• What you need to do
From the line containing "Where can you find the yellow" down to the last line of the records below, give every line again without any change.

• Given data
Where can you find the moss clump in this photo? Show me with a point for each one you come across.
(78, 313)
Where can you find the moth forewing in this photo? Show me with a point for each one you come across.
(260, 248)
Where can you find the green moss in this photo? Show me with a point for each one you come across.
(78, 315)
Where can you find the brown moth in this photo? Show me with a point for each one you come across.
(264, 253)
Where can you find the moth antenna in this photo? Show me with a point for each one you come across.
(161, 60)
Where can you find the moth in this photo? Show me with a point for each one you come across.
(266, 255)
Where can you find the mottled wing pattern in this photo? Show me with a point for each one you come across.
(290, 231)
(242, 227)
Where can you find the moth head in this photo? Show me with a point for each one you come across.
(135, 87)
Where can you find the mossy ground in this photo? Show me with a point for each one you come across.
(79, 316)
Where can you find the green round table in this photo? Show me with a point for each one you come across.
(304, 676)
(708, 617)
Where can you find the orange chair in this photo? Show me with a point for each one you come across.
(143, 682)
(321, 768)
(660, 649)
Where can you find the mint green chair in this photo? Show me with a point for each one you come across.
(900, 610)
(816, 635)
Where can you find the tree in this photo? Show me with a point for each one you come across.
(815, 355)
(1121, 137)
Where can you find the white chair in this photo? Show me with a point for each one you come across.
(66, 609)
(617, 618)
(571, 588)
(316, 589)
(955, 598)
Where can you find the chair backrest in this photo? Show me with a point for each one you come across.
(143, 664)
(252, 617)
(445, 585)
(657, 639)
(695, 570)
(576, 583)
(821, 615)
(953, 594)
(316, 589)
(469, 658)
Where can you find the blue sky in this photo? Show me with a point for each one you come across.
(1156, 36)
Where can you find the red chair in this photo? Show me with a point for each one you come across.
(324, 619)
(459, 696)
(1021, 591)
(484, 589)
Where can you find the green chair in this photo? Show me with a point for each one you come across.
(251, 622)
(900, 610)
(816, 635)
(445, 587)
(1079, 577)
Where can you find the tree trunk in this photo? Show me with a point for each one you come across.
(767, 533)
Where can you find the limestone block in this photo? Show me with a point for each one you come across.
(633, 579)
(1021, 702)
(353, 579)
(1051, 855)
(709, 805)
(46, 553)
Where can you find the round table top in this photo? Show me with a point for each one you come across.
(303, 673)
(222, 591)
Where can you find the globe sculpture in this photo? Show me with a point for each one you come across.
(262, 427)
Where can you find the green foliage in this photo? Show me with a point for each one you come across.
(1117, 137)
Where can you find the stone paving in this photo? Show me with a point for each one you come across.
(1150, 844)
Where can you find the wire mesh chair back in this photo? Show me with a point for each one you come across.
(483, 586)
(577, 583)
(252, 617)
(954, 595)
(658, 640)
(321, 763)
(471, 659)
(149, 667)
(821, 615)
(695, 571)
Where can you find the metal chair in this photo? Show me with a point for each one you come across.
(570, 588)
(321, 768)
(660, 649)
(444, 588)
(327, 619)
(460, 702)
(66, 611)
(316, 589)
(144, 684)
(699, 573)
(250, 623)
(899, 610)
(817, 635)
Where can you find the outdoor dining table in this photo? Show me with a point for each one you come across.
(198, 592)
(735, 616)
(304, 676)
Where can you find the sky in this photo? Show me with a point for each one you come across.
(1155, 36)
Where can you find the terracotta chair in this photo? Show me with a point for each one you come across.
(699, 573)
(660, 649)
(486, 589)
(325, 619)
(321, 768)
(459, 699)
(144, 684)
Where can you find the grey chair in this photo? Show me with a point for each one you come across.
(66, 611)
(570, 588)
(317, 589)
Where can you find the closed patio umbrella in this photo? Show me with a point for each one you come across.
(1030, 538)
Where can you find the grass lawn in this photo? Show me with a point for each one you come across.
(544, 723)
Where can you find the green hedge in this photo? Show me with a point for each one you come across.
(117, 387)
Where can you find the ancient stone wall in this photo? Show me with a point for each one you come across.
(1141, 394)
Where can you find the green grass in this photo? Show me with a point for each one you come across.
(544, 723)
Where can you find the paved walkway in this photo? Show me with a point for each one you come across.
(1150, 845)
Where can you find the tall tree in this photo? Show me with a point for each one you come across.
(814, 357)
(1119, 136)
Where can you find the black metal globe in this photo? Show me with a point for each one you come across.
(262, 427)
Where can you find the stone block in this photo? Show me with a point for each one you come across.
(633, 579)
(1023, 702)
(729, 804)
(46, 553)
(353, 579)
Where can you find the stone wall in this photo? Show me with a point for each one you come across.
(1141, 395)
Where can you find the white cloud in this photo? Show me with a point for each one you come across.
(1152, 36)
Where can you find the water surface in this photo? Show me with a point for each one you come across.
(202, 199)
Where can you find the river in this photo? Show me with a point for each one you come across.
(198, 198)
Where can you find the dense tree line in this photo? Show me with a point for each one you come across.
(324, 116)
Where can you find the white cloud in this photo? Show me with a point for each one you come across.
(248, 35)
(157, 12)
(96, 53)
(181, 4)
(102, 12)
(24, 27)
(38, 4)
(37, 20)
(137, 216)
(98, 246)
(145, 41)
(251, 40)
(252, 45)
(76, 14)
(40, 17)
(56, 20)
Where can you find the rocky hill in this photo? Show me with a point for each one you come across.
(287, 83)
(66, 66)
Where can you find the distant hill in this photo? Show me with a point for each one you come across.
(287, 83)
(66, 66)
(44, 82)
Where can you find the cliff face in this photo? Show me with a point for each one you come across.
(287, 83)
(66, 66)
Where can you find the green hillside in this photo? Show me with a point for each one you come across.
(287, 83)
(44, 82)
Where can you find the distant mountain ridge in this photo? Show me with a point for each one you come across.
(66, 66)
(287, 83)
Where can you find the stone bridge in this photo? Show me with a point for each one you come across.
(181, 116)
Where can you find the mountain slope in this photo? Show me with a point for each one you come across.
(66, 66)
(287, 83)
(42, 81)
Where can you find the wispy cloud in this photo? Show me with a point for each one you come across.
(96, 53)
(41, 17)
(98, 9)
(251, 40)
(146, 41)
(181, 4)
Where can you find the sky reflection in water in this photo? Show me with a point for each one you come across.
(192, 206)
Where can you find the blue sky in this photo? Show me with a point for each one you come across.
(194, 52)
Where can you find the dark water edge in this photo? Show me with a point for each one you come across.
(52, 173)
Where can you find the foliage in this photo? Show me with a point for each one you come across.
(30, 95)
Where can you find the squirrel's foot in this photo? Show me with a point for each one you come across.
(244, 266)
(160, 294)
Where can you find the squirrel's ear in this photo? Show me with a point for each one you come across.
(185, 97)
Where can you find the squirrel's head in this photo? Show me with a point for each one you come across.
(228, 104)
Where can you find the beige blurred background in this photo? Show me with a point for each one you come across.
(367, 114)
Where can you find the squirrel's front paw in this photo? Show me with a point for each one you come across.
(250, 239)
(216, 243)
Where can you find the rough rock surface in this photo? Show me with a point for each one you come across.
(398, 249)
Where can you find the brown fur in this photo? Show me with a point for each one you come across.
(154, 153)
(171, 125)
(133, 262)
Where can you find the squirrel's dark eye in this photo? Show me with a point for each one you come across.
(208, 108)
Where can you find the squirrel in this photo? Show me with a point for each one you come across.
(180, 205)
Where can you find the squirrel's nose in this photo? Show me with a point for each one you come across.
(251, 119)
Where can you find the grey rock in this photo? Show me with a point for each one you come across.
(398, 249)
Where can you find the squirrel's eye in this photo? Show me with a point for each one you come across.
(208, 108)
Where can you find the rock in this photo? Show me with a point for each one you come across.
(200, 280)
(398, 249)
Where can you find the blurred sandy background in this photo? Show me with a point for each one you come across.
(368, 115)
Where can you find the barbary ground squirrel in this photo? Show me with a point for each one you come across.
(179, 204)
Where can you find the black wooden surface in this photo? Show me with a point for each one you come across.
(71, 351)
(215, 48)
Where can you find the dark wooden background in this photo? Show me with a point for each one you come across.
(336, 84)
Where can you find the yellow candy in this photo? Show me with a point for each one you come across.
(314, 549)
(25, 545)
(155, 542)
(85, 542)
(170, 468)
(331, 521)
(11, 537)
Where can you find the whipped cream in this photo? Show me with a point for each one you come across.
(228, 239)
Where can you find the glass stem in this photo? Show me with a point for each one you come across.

• Exercise result
Where can you find the yellow candy in this photo? Show me with a point for each one you come across.
(314, 549)
(25, 545)
(155, 542)
(85, 542)
(170, 468)
(331, 521)
(11, 537)
Where can you find the whipped cream in this photo? Show me with a point for each one you come across.
(228, 239)
Where can you find the glass stem in this photo? Show me with a point for each one you come across.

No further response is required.